** 추출된 정보 **
++++

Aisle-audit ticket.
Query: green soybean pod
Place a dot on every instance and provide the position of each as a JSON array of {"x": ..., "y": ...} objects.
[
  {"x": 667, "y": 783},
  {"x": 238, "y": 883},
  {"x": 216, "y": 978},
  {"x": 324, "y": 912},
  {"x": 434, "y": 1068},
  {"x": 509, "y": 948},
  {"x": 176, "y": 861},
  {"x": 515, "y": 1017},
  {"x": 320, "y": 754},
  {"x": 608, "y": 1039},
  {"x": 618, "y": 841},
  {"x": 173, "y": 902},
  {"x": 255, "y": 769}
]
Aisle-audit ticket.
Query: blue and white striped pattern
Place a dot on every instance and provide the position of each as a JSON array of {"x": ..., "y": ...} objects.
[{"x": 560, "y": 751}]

++++

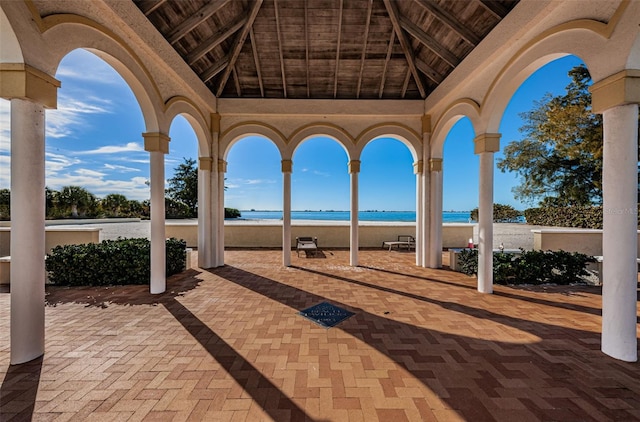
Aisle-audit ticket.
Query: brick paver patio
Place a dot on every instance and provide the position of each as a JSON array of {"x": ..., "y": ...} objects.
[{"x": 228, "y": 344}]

++++

** 과제 **
위 목록에서 "Query"라는 단어가 들어 있는 줄을 세어 그 개수만 숫자로 적으세요.

** 출력 결과 **
3